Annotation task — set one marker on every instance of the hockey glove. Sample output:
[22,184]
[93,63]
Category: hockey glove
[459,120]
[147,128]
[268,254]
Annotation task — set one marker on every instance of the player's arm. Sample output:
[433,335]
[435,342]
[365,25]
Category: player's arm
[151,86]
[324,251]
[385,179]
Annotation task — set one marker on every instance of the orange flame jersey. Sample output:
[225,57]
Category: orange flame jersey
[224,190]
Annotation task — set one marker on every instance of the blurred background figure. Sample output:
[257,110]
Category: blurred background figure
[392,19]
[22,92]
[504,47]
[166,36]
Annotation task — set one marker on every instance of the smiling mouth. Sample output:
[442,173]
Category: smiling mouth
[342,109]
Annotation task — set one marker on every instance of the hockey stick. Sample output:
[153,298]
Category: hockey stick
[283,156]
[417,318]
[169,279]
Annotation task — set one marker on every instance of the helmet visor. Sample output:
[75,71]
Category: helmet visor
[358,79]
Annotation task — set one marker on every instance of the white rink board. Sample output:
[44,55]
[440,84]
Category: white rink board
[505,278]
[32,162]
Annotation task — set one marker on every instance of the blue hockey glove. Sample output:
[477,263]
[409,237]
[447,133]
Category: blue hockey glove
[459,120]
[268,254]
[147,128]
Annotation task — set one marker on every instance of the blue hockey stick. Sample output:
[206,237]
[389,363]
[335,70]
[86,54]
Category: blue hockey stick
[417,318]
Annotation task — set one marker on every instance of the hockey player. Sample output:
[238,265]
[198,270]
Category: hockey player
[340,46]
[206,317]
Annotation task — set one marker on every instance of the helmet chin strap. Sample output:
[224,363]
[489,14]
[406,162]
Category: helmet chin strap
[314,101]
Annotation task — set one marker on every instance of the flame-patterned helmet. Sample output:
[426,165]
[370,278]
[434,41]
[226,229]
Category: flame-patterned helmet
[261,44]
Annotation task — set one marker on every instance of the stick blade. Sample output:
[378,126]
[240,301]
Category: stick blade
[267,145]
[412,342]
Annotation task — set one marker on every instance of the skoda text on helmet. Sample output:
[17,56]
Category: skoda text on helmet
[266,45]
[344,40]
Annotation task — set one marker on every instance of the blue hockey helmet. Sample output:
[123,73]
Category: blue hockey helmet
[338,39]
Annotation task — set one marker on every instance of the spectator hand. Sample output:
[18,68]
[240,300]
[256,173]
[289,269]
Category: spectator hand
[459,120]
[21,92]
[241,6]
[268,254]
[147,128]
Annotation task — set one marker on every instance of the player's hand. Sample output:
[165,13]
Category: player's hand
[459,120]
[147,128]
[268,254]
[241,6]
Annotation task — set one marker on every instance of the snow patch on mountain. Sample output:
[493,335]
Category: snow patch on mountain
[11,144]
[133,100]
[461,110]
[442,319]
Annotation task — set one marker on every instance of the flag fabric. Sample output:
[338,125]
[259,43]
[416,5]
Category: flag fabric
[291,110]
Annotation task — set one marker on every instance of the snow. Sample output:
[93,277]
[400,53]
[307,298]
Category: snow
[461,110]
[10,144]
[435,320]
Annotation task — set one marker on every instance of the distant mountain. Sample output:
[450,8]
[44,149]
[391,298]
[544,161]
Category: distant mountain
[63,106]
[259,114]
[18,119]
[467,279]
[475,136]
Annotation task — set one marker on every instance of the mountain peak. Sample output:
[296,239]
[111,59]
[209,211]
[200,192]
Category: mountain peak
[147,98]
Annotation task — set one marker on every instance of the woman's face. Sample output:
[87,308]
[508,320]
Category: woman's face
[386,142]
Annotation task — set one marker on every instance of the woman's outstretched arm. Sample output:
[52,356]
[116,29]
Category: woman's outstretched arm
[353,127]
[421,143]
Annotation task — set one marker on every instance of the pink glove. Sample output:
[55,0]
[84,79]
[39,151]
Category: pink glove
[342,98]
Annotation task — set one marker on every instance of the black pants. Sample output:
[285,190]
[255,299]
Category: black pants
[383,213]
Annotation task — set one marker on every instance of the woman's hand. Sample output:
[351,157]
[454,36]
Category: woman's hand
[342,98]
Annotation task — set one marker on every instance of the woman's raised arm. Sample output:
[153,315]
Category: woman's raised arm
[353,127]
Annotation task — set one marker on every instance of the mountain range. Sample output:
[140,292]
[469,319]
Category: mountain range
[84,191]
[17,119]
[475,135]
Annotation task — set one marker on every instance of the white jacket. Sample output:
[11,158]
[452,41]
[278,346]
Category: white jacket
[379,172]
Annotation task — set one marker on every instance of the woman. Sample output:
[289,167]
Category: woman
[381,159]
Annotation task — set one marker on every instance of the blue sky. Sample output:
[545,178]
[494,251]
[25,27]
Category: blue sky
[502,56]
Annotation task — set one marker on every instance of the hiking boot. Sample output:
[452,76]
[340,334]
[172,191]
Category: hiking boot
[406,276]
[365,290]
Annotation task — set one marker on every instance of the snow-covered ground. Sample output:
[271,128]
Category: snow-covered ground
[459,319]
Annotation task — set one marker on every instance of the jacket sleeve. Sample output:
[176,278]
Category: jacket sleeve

-.-.-

Return all of the above records exactly, leaving no line out.

Annotation task — set one marker on every instance of the hockey glove. Sample output:
[22,184]
[93,63]
Category: hockey glove
[459,120]
[147,128]
[268,254]
Annotation task — set one marker on every instance of the player's arm. Sample output:
[433,335]
[435,342]
[365,25]
Category: player's arm
[151,86]
[324,251]
[385,179]
Annotation task — set one marker on every instance of the orange flame jersey. Sample output:
[225,57]
Category: orange flame jersey
[224,190]
Annotation task — set one marker on every instance of the blurred background figure. Sample output:
[257,110]
Category: blurred background figure
[392,19]
[22,92]
[504,47]
[166,36]
Annotation task — set one marker on every instance of the smiling mouth. Sample output:
[442,173]
Category: smiling mouth
[342,109]
Annotation task — set one marker on every instance of the hockey stick. Sample output:
[153,298]
Category: hockey stick
[283,156]
[417,318]
[169,279]
Annotation task — set one marker on every instance of the helmet visor. Sample output:
[75,71]
Category: helmet visor
[358,79]
Annotation task — set one marker on every instance of the white rink board. Sample output:
[44,55]
[440,84]
Category: white rink board
[505,278]
[32,162]
Annotation task — set one marker on every instance of the blue hockey glove. Sample output:
[477,263]
[409,237]
[447,133]
Category: blue hockey glove
[459,120]
[268,254]
[147,128]
Annotation task — set one marker on every instance of the blue hockey stick. Sample output:
[206,237]
[389,363]
[335,70]
[86,54]
Category: blue hockey stick
[417,318]
Annotation task — set one marker on every instance of the hockey player. Sample output:
[238,265]
[198,270]
Category: hockey player
[340,46]
[206,317]
Annotation task — set one marker on every instance of the helmet chin strap. Sample output:
[224,363]
[489,14]
[406,162]
Category: helmet chin strap
[314,101]
Annotation task — set one marker on every instance of the flame-patterned helmet. Sample output:
[426,165]
[370,278]
[434,41]
[226,229]
Category: flame-patterned helmet
[261,44]
Annotation task — set one marker on every instance of the stick blade. Sample output:
[378,126]
[240,301]
Category: stick blade
[267,145]
[412,342]
Annotation task — set one marker on every instance of the skoda text on helmet. Sample output:
[17,56]
Category: skoda text on helmet
[266,45]
[344,40]
Annotation task — set one marker on every instance of the blue hockey helmet. Sample output:
[123,73]
Category: blue hockey helmet
[338,39]
Annotation task — set one marker on every instance of the spectator hand. Sample output:
[18,68]
[240,300]
[256,173]
[289,269]
Category: spectator hand
[459,120]
[21,92]
[241,6]
[268,254]
[147,128]
Annotation task — set one marker on every instance of the player's hand. Sample output:
[165,13]
Category: player's hand
[459,120]
[147,128]
[268,254]
[241,6]
Annotation task — set one marker on every instance of the snow patch on mountain. Sample output:
[493,335]
Category: snow patch on mountain
[11,144]
[133,100]
[461,110]
[442,319]
Annotation task — set one marker on every instance of the flag fabric. Sample output:
[338,125]
[259,43]
[416,5]
Category: flag fabric
[291,110]
Annotation task — set one marker on every instance of the snow. Sample output:
[93,277]
[400,53]
[307,298]
Category: snow
[461,110]
[10,144]
[435,320]
Annotation task — set one marker on every instance of the distant mountain. Sample output:
[450,8]
[44,149]
[391,298]
[544,161]
Category: distant mountain
[63,106]
[259,114]
[18,119]
[467,279]
[475,136]
Annotation task — set one marker on every instance of the mountain peak. Sample output:
[296,239]
[111,59]
[209,211]
[200,192]
Category: mountain peak
[147,98]
Annotation task — set one marker on every instance of the woman's face. Sample output:
[87,308]
[508,320]
Category: woman's face
[386,142]
Annotation task — set one marker on every instance of the woman's outstretched arm. Sample output:
[52,356]
[116,29]
Category: woman's outstretched arm
[353,127]
[421,143]
Annotation task — set one marker on every instance of the pink glove. Sample output:
[55,0]
[84,79]
[39,151]
Category: pink glove
[342,98]
Annotation task — set one marker on every instance of the black pants. Sample output:
[285,190]
[255,299]
Category: black pants
[383,213]
Annotation task — set one marker on every instance of the woman's hand. Sample output:
[351,157]
[454,36]
Category: woman's hand
[342,98]
Annotation task — set one marker on every instance of the woman's raised arm. Sample output:
[153,315]
Category: woman's raised arm
[353,127]
Annotation task — set one marker on every instance of the mountain range. Sample output:
[140,292]
[469,319]
Category: mountain range
[84,191]
[17,119]
[475,135]
Annotation task — set one marker on every instance of the white jacket. Sample output:
[11,158]
[452,41]
[278,346]
Category: white jacket
[379,172]
Annotation task — set one marker on every instance of the woman. Sample output:
[289,167]
Category: woman
[381,159]
Annotation task — set one marker on every instance of the blue sky. Sample output:
[545,178]
[494,251]
[25,27]
Category: blue sky
[502,56]
Annotation task — set one marker on every instance of the hiking boot. Sample output:
[452,76]
[340,334]
[172,191]
Category: hiking boot
[406,276]
[365,290]
Annotation task — set one marker on every instance of the snow-covered ground. Sample output:
[271,128]
Category: snow-covered ground
[459,319]
Annotation task — set one marker on every instance of the jacket sleeve. Sample output:
[176,278]
Category: jacket sleeve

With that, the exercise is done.